EXTRACTED ENTRIES START

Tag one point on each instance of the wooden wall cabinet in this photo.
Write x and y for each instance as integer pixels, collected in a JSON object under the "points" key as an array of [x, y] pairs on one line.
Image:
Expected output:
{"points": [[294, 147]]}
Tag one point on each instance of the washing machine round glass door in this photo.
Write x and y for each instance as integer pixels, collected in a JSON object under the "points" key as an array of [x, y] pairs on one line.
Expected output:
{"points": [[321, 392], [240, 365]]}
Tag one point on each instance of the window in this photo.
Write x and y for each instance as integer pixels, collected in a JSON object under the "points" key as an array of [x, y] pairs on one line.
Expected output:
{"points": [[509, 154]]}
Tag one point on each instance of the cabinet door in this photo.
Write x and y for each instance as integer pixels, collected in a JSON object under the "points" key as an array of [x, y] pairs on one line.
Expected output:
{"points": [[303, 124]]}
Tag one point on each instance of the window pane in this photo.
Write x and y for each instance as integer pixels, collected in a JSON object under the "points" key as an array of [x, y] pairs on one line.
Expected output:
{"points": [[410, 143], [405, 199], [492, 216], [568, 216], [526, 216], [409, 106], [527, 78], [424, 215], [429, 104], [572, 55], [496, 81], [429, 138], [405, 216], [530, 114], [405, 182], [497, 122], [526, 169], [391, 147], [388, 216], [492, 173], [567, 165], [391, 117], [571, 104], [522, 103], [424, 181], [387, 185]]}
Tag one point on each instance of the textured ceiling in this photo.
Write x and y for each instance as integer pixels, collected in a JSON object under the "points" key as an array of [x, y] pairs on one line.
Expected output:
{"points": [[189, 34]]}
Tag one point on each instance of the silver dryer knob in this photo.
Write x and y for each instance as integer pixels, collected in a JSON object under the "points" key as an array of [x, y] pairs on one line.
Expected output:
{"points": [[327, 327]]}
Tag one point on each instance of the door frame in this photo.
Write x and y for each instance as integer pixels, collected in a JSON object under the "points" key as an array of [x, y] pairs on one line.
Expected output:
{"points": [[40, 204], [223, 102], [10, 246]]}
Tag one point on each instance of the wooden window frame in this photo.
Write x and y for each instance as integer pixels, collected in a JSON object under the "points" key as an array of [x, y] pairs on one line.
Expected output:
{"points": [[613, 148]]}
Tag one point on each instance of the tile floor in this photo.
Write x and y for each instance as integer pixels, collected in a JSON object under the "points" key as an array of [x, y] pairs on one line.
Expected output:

EXTRACTED ENTRIES END

* **REQUIRED WORK**:
The expected output is the exact run of lines from the start of the entries through the line with "Tag one point on each instance of the washing", inclusive.

* **OUTPUT OF THE EXERCISE**:
Tag one point on each instance of the wooden wall cabinet in this photo.
Write x and y for each instance as integer pixels, collected in a JSON object under the "points" key as an array of [x, y] pairs on one line.
Image:
Expected output:
{"points": [[294, 147]]}
Tag one point on each instance of the washing machine round glass door in this photo.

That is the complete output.